**文書の一節**
* * * * *

それも、オリジナル音源ではありませんので、アレンジ盤と言って差し使いないと思います。
加えて、構成がなかなか理解しづらいものになっております。
楽曲のタイトルが基本的に「~のテーマ」という表記から始まります。
この「テーマ」という表現が混乱を招き易いのですが、この部分は「ゲーム内のシーン」を表しています。
すなわち、どの場面で使用された曲なのか、ということを表しています。
そして、その後に曲名が表記されます。
もう既に混乱して、記事を読む気を失くしている方もいるかももしれないので、具体例を示します。
例えば、5トラック目のトラックネームの表示は以下のようになっています。
「ウィンターズのテーマ~スノーマン~ウィンターズホワイト~風が吹く~タッシー!」
このトラックネームで説明しますと、”ウィンターズ”というエリアがありますが、そのエリア内のゲーム場面で流れる曲をメドレー形式にしているということです。
「スノーマン」「ウィンターズホワイト」「風が吹く」「タッシー!」の4曲がメドレー形式で収録されているトラックになっております。
曲名の横に( )表示がある楽曲もあるので、より混乱し易かったりもするのですが、こしたことからも不親切な印象は拭えません。
おそらく、混乱を回避するためには「~のシーンより、曲名」という表記にすれば良かったのではないかと個人的には思いました。
そして、アレンジの方向性についてですが、賛否別れそうなものになっています。
環境音等の効果音が多用されているのですが、その音がかなり前面に出てきます。
中には「旋律をじっくりと聴きたいのに、それを邪魔しているような…」と感じさせるものまであります。
しかし、「これがこのCDの良さでもあるな」と聴き返してみて感じるところがありました。
こうした特徴があるのは、考えようによっては良いところですし、何よりも実際のところ、繰り返し聴くと「意外と良いかも」となってきました。
そんな調子でレートが跳ね上がったトラックもあり、聴き返していて非常に良い時間になりました。
トップレート曲
※ 背景色付は☆5 その他は☆4
ツーソンのテーマ~ボーイ・ミーツ・ガール
ウィンターズのテーマ~スノーマン~ウィンターズホワイト~風が吹く~タッシー!
ドコドコ砂漠のテーマ~乾いたダンス(スーパードライ・ダンス)
フォーサイドのテーマ~摩天楼に抱かれて
サマーズのテーマ~プライヴェートな風
マジカントのテーマ~エイトメロディーズ (記憶の底に)~ウェルカムぼく~夢の迷路~エデンの海~パワー
平和のテーマ~ビコーズ・アイ・ラヴ・ユー
エンディングのテーマ~グッドフレンズ/バッドフレンズ~スマイルズ・アンド・ティアーズ
ツーソンのテーマ~ボーイ・ミーツ・ガール
メロディアスな旋律も良いのですが、それを支える伴奏パートの音色が良いです。

* * * * *

(保存済み項目)

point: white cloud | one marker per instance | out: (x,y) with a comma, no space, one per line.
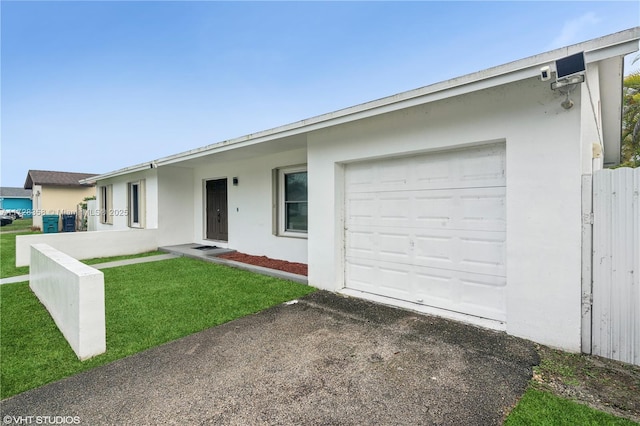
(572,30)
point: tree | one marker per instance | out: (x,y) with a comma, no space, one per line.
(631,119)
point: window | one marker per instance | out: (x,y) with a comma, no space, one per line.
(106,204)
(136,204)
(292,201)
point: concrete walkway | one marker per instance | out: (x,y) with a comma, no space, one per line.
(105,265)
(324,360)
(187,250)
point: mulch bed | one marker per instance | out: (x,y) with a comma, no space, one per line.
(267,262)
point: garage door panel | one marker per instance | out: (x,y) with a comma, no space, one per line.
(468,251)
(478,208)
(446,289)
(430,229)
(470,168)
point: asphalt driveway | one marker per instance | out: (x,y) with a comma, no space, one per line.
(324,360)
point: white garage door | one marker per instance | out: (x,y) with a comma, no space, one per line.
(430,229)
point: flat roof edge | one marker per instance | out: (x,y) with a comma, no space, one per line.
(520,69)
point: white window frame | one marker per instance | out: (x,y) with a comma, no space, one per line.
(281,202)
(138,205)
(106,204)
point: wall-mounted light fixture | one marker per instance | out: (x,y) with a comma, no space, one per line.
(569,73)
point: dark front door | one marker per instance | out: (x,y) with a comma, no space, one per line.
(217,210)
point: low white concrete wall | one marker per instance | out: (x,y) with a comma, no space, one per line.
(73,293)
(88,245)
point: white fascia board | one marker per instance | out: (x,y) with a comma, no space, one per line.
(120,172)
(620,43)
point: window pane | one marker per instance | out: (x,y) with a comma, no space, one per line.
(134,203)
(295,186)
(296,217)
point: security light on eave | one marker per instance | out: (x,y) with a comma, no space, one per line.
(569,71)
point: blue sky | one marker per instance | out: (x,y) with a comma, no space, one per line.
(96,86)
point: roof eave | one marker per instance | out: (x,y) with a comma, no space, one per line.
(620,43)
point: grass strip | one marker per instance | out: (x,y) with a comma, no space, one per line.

* * * * *

**設問**
文書の一節によると、楽曲タイトルの「~のテーマ」の「テーマ」は何を表していますか。

**出力全文**
ゲーム内のシーン、つまりその曲が使われた場面を表しています。